> **Given exercise**
Reproduce all of the rows below line for line, without changing any wording. Omit the pictures from your answer.

--- start Extracted entries ---

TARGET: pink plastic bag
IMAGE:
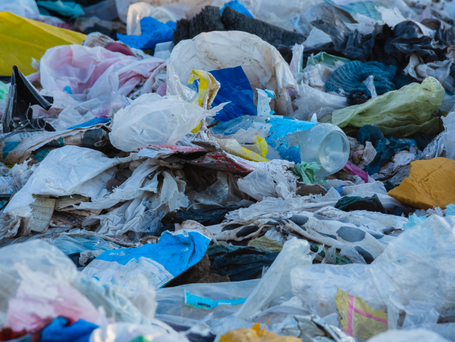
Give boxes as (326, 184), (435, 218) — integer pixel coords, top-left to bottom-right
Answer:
(6, 264), (101, 332)
(40, 45), (164, 100)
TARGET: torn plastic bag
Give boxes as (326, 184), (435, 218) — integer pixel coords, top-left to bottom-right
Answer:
(289, 83), (348, 121)
(117, 17), (175, 50)
(0, 240), (156, 326)
(126, 2), (185, 36)
(6, 264), (102, 332)
(210, 66), (257, 121)
(109, 94), (220, 152)
(82, 230), (211, 288)
(5, 146), (137, 222)
(37, 0), (84, 19)
(88, 319), (189, 342)
(323, 77), (445, 137)
(404, 53), (455, 94)
(291, 215), (455, 329)
(0, 12), (86, 75)
(237, 168), (297, 201)
(40, 45), (164, 100)
(156, 279), (259, 324)
(325, 61), (397, 97)
(0, 125), (109, 165)
(235, 238), (311, 320)
(167, 32), (297, 115)
(219, 323), (301, 342)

--- end Extracted entries ---

> **Response below**
TARGET: pink plastic bag
IMAGE:
Give boxes as (326, 184), (435, 218) — integer pixel coords, top-left to bottom-right
Answer:
(6, 264), (101, 332)
(40, 45), (164, 100)
TARGET: torn plastic bag
Give boxes as (326, 184), (435, 218) — integer pixel coords, top-left to bottom-right
Answer:
(289, 83), (348, 121)
(117, 17), (175, 50)
(0, 240), (156, 326)
(126, 2), (185, 36)
(6, 264), (102, 332)
(210, 66), (257, 121)
(109, 94), (220, 152)
(82, 230), (211, 288)
(5, 146), (137, 222)
(37, 0), (84, 19)
(88, 319), (189, 342)
(323, 77), (445, 137)
(404, 53), (455, 94)
(291, 215), (455, 329)
(0, 12), (86, 75)
(237, 168), (297, 201)
(40, 45), (164, 100)
(156, 279), (259, 324)
(325, 61), (397, 97)
(0, 125), (109, 165)
(235, 238), (311, 320)
(167, 32), (297, 115)
(219, 323), (301, 342)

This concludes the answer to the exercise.